• **本文**:
◆ ◆ ◆ ◆ ◆

高齢者の健康状態を考えるうえで、日常生活動作がスムーズに行えるかどうかは重要である。日常生活動作の中で、衣類の着脱や箸の使用、硬貨の把持や、読書でもページをめくる際など、手指のつまみ動作を正確に行う場面は多く訪れる。そのため手指巧緻性に関わる自覚症状の訴えは多いが、自覚症状の訴えがあるものの、臨床検査上は客観的所見に乏しく、原因となる病気が見つからない状態、いわゆる“不定愁訴”であることも臨床上多くある。
では、手指巧緻性の低下や、手指の巧緻性低下に関わる自覚的な訴えは、一体どこからきているのか?その神経生理学的背景について、関西医療大学理学療法学科の福本悠樹助教と同大学院 研究科長の鈴木俊明教授は、花王株式会社との共同研究として、運動神経と感覚神経の伝導速度変化の観点から検討を行った。
研究チームは、若年者30名(21~34歳)と高齢者30名(60~74歳)の前腕セグメントでの神経伝導速度を運動神経と感覚神経共に計測した。さらに、力量調節課題中の発揮ピンチ力の絶対誤差、ペグボードを用いた手指巧緻性の評価、質問指標を使用した運動機能・痛み・しびれに関する自覚的愁訴の聴取を行った。これら計測指標は、若年者と高齢者で比較すると共に、各データ間の相関関係、および構造方程式モデリングを用いた因果関係を評価した。
その結果、運動神経伝導速度の低下が、手指巧緻性の低下に関わっていた。さらに、感覚神経伝導速度の低下は、実際の手指巧緻性の低下とは関係しないが、手指巧緻性低下に関わるような運動機能面での自覚的な訴えを生み出していると分かった。

◆ ◆ ◆ ◆ ◆

保存済みの項目

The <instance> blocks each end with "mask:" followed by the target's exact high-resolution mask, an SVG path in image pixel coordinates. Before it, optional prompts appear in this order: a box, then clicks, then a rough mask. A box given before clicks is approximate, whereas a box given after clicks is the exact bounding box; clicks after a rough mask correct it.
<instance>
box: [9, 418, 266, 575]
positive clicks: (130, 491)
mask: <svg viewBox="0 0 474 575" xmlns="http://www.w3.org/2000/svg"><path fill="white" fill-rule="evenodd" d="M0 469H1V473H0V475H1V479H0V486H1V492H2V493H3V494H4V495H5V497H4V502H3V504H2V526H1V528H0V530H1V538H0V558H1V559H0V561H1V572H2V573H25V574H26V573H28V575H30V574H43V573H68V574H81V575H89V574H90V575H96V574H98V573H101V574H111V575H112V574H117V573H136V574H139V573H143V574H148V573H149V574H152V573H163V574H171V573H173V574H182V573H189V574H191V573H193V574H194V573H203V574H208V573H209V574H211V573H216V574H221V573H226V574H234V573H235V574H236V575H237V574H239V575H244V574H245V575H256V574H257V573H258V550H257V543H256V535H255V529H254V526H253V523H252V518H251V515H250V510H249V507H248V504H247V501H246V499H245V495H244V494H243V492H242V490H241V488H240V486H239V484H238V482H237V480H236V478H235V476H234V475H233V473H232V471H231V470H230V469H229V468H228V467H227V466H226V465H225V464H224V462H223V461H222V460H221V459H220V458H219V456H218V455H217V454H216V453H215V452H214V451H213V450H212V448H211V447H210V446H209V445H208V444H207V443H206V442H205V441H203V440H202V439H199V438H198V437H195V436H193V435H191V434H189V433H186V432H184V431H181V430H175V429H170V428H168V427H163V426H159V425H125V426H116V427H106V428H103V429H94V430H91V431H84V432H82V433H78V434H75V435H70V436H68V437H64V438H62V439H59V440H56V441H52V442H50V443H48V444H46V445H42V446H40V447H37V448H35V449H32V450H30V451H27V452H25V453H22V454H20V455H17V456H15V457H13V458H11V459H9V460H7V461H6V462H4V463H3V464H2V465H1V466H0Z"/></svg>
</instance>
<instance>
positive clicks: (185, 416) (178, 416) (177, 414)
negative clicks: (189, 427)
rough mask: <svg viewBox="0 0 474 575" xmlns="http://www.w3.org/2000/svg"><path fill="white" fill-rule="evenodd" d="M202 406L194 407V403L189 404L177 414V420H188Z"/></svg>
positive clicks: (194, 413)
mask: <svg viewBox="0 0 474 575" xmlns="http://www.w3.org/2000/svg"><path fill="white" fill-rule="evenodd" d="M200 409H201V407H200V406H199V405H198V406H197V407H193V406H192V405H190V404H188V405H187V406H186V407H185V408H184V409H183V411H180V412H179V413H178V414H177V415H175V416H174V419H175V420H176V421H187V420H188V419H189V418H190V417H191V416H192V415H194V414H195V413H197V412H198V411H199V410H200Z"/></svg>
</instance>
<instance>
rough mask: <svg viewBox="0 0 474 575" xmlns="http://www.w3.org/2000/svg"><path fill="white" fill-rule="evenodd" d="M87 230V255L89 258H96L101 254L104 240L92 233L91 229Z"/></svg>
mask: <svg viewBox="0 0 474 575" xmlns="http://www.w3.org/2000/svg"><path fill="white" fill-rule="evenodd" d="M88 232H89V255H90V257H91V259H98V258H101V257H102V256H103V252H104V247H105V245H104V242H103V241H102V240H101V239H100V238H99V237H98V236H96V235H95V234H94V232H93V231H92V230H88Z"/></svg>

◆ ◆ ◆ ◆ ◆

• **取り組む課題**:
A. 本文の研究に参加した高齢者は何名で、何歳から何歳まででしたか?
B. 本文によると、手指巧緻性に関わる自覚症状の訴えが多いのはなぜですか?
C. 本文で、手指のつまみ動作を正確に行う場面として挙げられているものをすべて答えてください。

• **各課題の解答**:
A. 30名で、60~74歳です。

B. 日常生活動作の中で、手指のつまみ動作を正確に行う場面が多く訪れるからです。衣類の着脱、箸の使用、硬貨の把持、読書でページをめくる際などがその例です。

C. 衣類の着脱、箸の使用、硬貨の把持、読書でページをめくる際